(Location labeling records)
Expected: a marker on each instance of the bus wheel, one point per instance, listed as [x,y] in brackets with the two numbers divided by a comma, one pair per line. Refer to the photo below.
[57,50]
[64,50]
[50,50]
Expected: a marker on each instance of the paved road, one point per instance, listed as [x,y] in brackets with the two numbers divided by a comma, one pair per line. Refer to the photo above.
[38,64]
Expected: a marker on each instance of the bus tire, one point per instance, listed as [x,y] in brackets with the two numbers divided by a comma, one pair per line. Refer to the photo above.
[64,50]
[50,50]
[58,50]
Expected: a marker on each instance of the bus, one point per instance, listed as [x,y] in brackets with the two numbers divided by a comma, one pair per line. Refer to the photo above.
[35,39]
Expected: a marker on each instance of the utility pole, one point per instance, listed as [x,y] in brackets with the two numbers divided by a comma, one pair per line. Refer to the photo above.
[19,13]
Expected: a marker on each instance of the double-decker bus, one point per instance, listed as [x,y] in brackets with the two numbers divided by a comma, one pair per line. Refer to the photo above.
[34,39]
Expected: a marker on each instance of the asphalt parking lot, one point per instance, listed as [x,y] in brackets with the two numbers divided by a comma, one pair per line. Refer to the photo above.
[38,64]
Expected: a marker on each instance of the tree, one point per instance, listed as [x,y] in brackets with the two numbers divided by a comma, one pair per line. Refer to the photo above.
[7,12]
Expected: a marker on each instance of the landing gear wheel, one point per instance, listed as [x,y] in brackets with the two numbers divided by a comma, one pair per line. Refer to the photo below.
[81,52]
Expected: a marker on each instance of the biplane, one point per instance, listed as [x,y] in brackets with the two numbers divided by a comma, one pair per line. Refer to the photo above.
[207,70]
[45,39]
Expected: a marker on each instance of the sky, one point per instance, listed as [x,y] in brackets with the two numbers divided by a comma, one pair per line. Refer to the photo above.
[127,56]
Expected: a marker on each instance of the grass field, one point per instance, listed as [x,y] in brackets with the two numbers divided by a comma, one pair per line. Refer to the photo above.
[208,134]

Task objective:
Please update the lines above so that "marker" becomes "dot" everywhere, keeping the rest unchanged.

Written answer:
Expected: a dot on each instance of the bus wheel, one point per instance, listed as [x,y] in brackets with the two numbers divided by a comma, one pair per line. Refer to the photo below.
[57,50]
[64,50]
[50,50]
Expected: a dot on each instance of the paved road, one point per instance, listed as [x,y] in brackets with the two numbers divided by a comma, one pair per line. Refer to the photo above.
[38,64]
Expected: a dot on each instance of the bus tire, one point per instance, listed as [x,y] in brackets with the two numbers divided by a comma, one pair per line. Refer to the photo above.
[64,50]
[50,50]
[58,50]
Expected: a dot on each instance of the bus, one point per instance, listed as [x,y] in brackets with the two numbers divided by a comma, one pair per line. Refer to the photo above.
[35,39]
Expected: a dot on each instance of the utility pole, one point per instance, listed as [x,y] in brackets with the two numbers divided by a comma, one pair per line. Refer to the photo above.
[19,13]
Expected: a dot on each instance of the double-decker bus, one point per instance, listed as [x,y] in brackets with the two numbers divided by a comma, one pair per line. Refer to the photo above.
[34,39]
Expected: a dot on each instance of the asphalt parking lot, one point per instance, listed as [x,y] in brackets with the two numbers divided by a comma, one pair per line. Refer to the photo above.
[38,64]
Expected: a dot on each instance of the tree, one point per instance, listed as [x,y] in brackets with the two numbers divided by a comma, one pair per line. Refer to the photo above.
[7,12]
Expected: a dot on each instance of the landing gear wheel, one point per instance, listed as [x,y] in brackets with the two numbers divided by a comma, one pair per line. Refer to the photo below.
[81,52]
Expected: a dot on each instance of the biplane, one point per instance, listed as [x,y] in brackets with the two numbers divided by a comma, one pair per line. Refer to the photo above.
[207,70]
[45,39]
Expected: a dot on each instance of the sky, one point per instance, listed as [x,y] in brackets with the two numbers divided by a comma, one pair per line. Refer to the photo above.
[127,56]
Expected: a dot on each instance of the grass field, one point per instance, listed as [x,y] in brackets with the two numbers divided by a comma, one pair per line. Refer to the photo above.
[208,134]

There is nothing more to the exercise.